Rewrite the records starting at the line that contains "Excuse me, would you be kind enough to detect the standing" and ending at the line that contains "[0,153,92,248]", swapping "foliage" for "leaves" and leaving everything else unchanged.

○ ○ ○

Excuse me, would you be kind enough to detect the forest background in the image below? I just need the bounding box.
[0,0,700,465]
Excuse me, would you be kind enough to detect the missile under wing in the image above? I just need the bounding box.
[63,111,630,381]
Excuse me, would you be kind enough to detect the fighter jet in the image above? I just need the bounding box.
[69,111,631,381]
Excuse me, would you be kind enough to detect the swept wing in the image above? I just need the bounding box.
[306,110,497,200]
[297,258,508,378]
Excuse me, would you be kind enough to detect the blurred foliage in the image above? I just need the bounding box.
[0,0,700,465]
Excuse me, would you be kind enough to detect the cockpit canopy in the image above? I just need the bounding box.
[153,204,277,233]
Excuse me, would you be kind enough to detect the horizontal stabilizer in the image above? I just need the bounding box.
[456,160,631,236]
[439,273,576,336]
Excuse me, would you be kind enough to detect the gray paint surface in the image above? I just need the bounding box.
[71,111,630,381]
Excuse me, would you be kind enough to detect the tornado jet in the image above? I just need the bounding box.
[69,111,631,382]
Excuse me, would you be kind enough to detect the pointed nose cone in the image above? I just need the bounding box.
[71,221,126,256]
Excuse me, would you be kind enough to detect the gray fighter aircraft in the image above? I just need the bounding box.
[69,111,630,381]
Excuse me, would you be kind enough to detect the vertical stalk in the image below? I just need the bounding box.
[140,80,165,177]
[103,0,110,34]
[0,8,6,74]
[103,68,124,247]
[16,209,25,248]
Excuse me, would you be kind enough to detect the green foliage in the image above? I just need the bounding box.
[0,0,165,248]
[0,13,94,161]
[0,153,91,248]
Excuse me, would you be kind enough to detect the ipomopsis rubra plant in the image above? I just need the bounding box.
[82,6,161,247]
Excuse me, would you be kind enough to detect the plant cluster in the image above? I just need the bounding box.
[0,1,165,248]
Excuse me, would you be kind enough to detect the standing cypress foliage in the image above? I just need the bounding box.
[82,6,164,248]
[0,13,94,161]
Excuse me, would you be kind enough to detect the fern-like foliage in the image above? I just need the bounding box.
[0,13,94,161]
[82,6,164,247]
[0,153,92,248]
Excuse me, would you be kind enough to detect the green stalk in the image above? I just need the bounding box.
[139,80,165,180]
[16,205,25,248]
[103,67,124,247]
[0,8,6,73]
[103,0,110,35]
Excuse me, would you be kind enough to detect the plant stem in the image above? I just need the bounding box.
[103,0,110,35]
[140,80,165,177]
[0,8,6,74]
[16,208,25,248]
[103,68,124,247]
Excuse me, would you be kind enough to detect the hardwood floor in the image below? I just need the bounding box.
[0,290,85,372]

○ ○ ○

> Solved exercise
Excuse me, would you be kind enough to detect the standing cypress leaves in the image above? I just need the bounding box.
[82,6,164,248]
[0,13,94,161]
Excuse me, would you be kind enough to detect the fern-like leaves in the image above? I just need the bounding box.
[0,13,94,161]
[82,6,164,247]
[0,153,92,248]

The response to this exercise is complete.